Dataset rows on where objects appear:
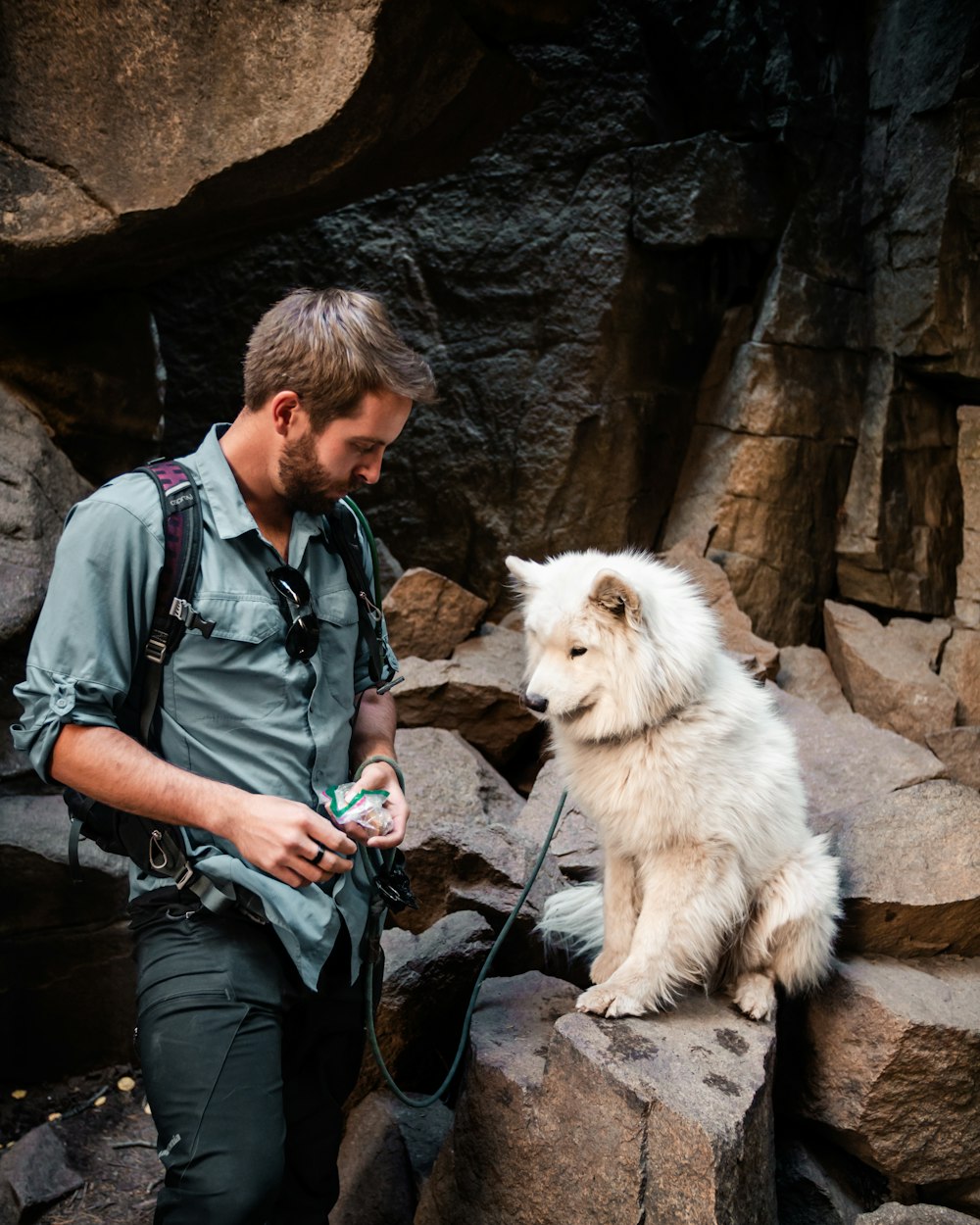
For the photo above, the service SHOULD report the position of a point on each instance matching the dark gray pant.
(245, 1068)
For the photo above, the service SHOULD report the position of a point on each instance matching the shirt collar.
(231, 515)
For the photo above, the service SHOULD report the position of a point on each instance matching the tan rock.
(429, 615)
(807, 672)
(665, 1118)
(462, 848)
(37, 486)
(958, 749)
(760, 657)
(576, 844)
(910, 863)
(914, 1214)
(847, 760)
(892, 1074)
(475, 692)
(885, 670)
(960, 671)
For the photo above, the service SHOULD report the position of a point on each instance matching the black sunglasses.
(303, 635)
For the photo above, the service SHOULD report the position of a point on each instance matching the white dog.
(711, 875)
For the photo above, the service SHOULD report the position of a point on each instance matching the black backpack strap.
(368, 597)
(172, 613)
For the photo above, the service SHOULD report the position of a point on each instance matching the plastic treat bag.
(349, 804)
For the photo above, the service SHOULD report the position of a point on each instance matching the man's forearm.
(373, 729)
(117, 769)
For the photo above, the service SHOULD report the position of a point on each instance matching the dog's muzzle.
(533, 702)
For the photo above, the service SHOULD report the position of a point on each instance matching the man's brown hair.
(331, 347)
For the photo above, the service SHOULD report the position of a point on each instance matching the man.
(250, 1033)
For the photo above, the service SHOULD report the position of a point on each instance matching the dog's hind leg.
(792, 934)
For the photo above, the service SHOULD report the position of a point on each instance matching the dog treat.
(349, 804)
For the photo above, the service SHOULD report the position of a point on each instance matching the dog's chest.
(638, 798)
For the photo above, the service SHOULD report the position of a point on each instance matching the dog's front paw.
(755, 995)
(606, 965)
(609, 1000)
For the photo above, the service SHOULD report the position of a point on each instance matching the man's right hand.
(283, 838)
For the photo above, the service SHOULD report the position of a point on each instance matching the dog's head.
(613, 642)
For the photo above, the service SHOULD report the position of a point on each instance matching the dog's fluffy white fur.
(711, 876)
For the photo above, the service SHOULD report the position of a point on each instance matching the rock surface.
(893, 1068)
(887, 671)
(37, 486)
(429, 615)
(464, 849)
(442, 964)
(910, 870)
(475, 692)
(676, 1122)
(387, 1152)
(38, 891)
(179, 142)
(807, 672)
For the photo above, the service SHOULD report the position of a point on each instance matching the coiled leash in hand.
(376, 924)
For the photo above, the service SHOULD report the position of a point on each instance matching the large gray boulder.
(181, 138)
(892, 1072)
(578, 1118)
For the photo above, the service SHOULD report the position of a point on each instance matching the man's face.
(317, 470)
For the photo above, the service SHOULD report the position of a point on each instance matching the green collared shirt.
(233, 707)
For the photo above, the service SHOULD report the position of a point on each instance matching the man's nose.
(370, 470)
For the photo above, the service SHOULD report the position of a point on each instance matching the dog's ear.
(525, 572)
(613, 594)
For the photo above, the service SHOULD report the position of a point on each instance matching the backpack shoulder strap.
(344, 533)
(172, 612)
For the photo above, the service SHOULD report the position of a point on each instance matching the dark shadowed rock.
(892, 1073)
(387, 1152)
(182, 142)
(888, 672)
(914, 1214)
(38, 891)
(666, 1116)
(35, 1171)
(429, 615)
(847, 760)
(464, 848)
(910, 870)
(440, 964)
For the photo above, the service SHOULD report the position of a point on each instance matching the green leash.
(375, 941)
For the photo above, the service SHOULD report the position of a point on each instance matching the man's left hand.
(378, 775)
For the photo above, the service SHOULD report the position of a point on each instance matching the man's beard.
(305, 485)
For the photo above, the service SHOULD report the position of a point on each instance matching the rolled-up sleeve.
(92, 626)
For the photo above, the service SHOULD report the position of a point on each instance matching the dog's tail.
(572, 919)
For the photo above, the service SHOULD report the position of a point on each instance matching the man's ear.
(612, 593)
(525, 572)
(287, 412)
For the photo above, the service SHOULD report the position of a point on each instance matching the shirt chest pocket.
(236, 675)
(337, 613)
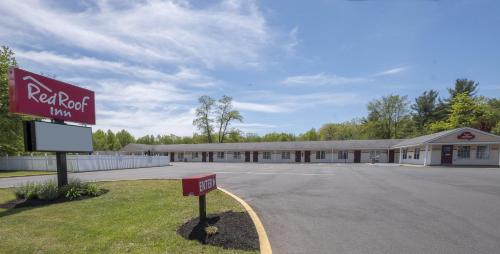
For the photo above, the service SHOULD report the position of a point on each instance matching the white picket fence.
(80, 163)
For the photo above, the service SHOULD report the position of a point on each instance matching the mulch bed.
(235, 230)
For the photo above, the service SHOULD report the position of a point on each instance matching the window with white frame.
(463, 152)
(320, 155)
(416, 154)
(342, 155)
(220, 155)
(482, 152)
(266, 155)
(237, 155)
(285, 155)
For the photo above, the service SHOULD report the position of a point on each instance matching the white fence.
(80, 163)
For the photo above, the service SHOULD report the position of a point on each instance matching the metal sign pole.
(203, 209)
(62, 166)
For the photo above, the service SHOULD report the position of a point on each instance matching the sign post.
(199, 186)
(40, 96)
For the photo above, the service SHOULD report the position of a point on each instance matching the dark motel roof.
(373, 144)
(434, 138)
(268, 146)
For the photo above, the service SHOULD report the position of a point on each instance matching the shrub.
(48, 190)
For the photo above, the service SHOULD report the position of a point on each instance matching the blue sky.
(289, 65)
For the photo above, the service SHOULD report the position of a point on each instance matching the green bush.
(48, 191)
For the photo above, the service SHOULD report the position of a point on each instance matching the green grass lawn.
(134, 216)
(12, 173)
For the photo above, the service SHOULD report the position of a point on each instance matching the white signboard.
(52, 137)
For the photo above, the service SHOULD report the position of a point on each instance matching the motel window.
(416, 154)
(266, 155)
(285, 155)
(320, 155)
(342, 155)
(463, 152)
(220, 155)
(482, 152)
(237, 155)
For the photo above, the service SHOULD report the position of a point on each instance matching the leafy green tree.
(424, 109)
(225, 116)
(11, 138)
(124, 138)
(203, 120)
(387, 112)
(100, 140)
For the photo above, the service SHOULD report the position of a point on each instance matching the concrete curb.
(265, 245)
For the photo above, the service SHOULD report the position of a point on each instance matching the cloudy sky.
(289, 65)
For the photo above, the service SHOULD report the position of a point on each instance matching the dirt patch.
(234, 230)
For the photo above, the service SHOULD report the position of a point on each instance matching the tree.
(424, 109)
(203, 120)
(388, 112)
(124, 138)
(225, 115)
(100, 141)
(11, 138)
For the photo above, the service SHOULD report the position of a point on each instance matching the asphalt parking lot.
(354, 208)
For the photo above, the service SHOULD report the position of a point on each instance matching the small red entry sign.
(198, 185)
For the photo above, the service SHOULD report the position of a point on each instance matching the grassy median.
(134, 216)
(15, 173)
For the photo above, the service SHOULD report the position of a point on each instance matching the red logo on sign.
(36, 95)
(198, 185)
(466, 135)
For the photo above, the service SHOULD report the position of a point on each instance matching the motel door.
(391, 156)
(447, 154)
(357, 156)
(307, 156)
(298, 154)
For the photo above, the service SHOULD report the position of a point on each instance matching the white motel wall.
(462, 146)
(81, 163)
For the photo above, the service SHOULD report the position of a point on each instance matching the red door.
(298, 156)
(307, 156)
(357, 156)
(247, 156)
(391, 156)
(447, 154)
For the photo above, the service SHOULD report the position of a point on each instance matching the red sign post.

**Instructions for the task:**
Please write out every item above as a numbered list, omitting blank lines and leaving out the pictures.

**The result:**
1. For the photo above, the service SHOULD report the position of a point on each instance matching the dark gray pant.
2. (245, 1068)
3. For the photo above, the service SHOULD report the position of a point on each instance matching the shirt collar.
4. (231, 515)
5. For the photo above, the service SHOULD report the position of a point on each instance matching the tan rock.
6. (429, 615)
7. (807, 672)
8. (665, 1118)
9. (462, 848)
10. (37, 486)
11. (958, 749)
12. (760, 657)
13. (576, 844)
14. (910, 863)
15. (914, 1214)
16. (847, 760)
17. (892, 1074)
18. (475, 692)
19. (885, 670)
20. (960, 671)
21. For the photo above, the service SHOULD report the position of a point on each instance matching the black sunglasses.
22. (303, 635)
23. For the photo above, the service SHOULD report the position of a point on each instance matching the white dog.
24. (711, 875)
25. For the photo above, the service SHOULD report the position of a point on each instance matching the black backpack strap.
26. (368, 597)
27. (172, 613)
28. For the photo above, the service SHOULD report the position of a point on each instance matching the plastic treat bag.
29. (349, 804)
30. For the photo above, the service SHOULD report the position of a point on each instance matching the man's forearm.
31. (373, 729)
32. (117, 769)
33. For the photo above, the service SHOULD report the position of a point on each instance matching the dog's muzzle.
34. (533, 702)
35. For the photo above, the service SHOULD report the position of a point on each instance matching the man's brown hair.
36. (331, 347)
37. For the photo above, the service SHOULD report the position of a point on each instance matching the man.
38. (250, 1033)
39. For the photo above, the service SHOULD report the position of a point on each instance matching the dog's hind leg.
40. (792, 934)
41. For the photo above, the service SHOULD report the position of a point on each instance matching the dog treat.
42. (349, 804)
43. For the photo above, the service SHOULD report the position of a point on each instance matching the dog's chest.
44. (638, 798)
45. For the photo above, the service SHOULD report the position of a point on each instance matching the dog's front paw.
46. (755, 995)
47. (606, 965)
48. (609, 1000)
49. For the photo above, the service SHOULD report the position of a point on each instance matching the man's right hand.
50. (283, 838)
51. For the photo above, the service SHOULD report the position of a point on each instance matching the dog's head.
52. (613, 642)
53. For the photo above, the service SHOULD report the position of a point on each instance matching the dog's fluffy white fur.
54. (711, 876)
55. For the photo above, the service SHOULD report the position of a point on each instance matching the rock surface.
56. (893, 1068)
57. (887, 671)
58. (37, 486)
59. (429, 615)
60. (464, 849)
61. (442, 964)
62. (910, 870)
63. (475, 692)
64. (676, 1122)
65. (387, 1152)
66. (38, 891)
67. (179, 142)
68. (807, 672)
69. For the photo above, the service SHOULD report the position of a point on each instance matching the coiled leash in hand.
70. (376, 924)
71. For the photo above, the service SHOULD report the position of a point on each instance matching the large gray boulder.
72. (181, 138)
73. (892, 1072)
74. (578, 1118)
75. For the photo above, the service SHOULD report the position of a point on each instance matching the man's face.
76. (317, 470)
77. For the photo above, the service SHOULD report the position of a point on each instance matching the green collared shirt.
78. (233, 707)
79. For the photo above, the service SHOULD report the position of a point on each instance matching the man's nose.
80. (370, 470)
81. For the photo above, the service SHOULD report the position of a point on each instance matching the dog's ear.
82. (525, 572)
83. (613, 594)
84. For the photo above, the service SHOULD report the position of a point on each instance matching the backpack shoulder strap.
85. (344, 533)
86. (172, 612)
87. For the photo above, the service SHOULD report the position of a point on each instance matching the dark shadowed rock.
88. (892, 1073)
89. (387, 1152)
90. (182, 142)
91. (888, 672)
92. (914, 1214)
93. (38, 891)
94. (666, 1116)
95. (35, 1171)
96. (429, 615)
97. (847, 760)
98. (464, 848)
99. (910, 870)
100. (440, 964)
101. For the photo above, the service SHOULD report the position of a point on each instance matching the green leash.
102. (375, 941)
103. For the photo above, the service SHOULD report the position of a point on each instance matching the man's left hand.
104. (378, 775)
105. For the photo above, the service SHOULD report the position of a point on each instance matching the man's beard.
106. (305, 485)
107. For the photo above, the service SHOULD report the position of a point on each instance matching the rolled-up sleeve.
108. (92, 626)
109. For the photo above, the service SHOULD report the position of a point on each instance matching the dog's tail.
110. (572, 919)
111. For the photo above, the service SHOULD report the position of a point on each instance matching the man's ear.
112. (612, 593)
113. (525, 572)
114. (287, 412)
115. For the photo above, the service SHOULD report the position of a point on each instance matching the shirt chest pocket.
116. (236, 675)
117. (337, 613)
118. For the photo above, the service SHOULD report the position of a point on each instance matching the white picket fence.
119. (80, 163)
120. For the photo above, the service SHOULD report the position of a point on each instance matching the mulch bed.
121. (235, 230)
122. For the photo above, the service SHOULD report the position of a point on each instance matching the window with white frame.
123. (463, 152)
124. (320, 155)
125. (416, 154)
126. (342, 155)
127. (220, 155)
128. (482, 152)
129. (266, 155)
130. (237, 155)
131. (285, 155)
132. For the photo above, the service SHOULD report the position of a point on each instance matching the white fence.
133. (80, 163)
134. For the photo above, the service SHOULD report the position of a point on each instance matching the metal sign pole.
135. (203, 209)
136. (62, 166)
137. For the photo above, the service SHOULD report the position of a point on each instance matching the sign post.
138. (199, 186)
139. (40, 96)
140. For the photo above, the service SHOULD report the position of a point on each instance matching the dark motel roof.
141. (373, 144)
142. (434, 138)
143. (268, 146)
144. For the photo above, the service SHOULD report the position of a point on each instance matching the shrub.
145. (48, 190)
146. For the photo above, the service SHOULD report the position of a point on each instance matching the blue sky.
147. (289, 65)
148. For the photo above, the service SHOULD report the position of a point on each instance matching the green bush.
149. (48, 191)
150. For the photo above, the service SHOULD report the position of a point on each instance matching the green grass lawn.
151. (134, 216)
152. (12, 173)
153. For the photo above, the service SHOULD report the position of a point on each instance matching the white signboard.
154. (52, 137)
155. For the photo above, the service SHOULD report the position of a point on each instance matching the motel window.
156. (416, 154)
157. (266, 155)
158. (285, 155)
159. (320, 155)
160. (342, 155)
161. (463, 152)
162. (220, 155)
163. (482, 152)
164. (237, 155)
165. For the photo above, the service SHOULD report the position of a point on each instance matching the leafy green tree.
166. (424, 109)
167. (225, 116)
168. (11, 138)
169. (124, 138)
170. (203, 120)
171. (387, 112)
172. (100, 140)
173. For the photo above, the service SHOULD report the position of a point on each instance matching the concrete curb.
174. (265, 245)
175. For the photo above, the service SHOULD report the position of a point on each instance matching the cloudy sky.
176. (289, 65)
177. For the photo above, the service SHOULD report the position of a point on each instance matching the dirt patch.
178. (234, 230)
179. For the photo above, the service SHOULD report the position of a point on each instance matching the tree.
180. (424, 109)
181. (203, 120)
182. (388, 112)
183. (124, 138)
184. (225, 115)
185. (100, 141)
186. (11, 138)
187. For the photo above, the service SHOULD report the position of a point on each instance matching the asphalt parking lot.
188. (354, 208)
189. For the photo above, the service SHOULD report the position of a point on each instance matching the small red entry sign.
190. (198, 185)
191. For the photo above, the service SHOULD report the position of a point on each instance matching the grassy median.
192. (134, 216)
193. (15, 173)
194. For the photo above, the service SHOULD report the position of a point on each instance matching the red logo on sign.
195. (36, 95)
196. (198, 185)
197. (466, 135)
198. For the photo above, the service SHOULD report the position of a point on each instance matching the motel door.
199. (391, 156)
200. (447, 154)
201. (357, 156)
202. (307, 156)
203. (298, 154)
204. For the photo above, the service SHOULD report the position of a point on each instance matching the white motel wall.
205. (462, 146)
206. (81, 163)
207. For the photo above, the service SHOULD report the position of a point on each instance matching the red door.
208. (298, 156)
209. (307, 156)
210. (357, 156)
211. (247, 156)
212. (391, 156)
213. (447, 154)
214. For the photo above, the service SHOULD report the position of a point on each instance matching the red sign post.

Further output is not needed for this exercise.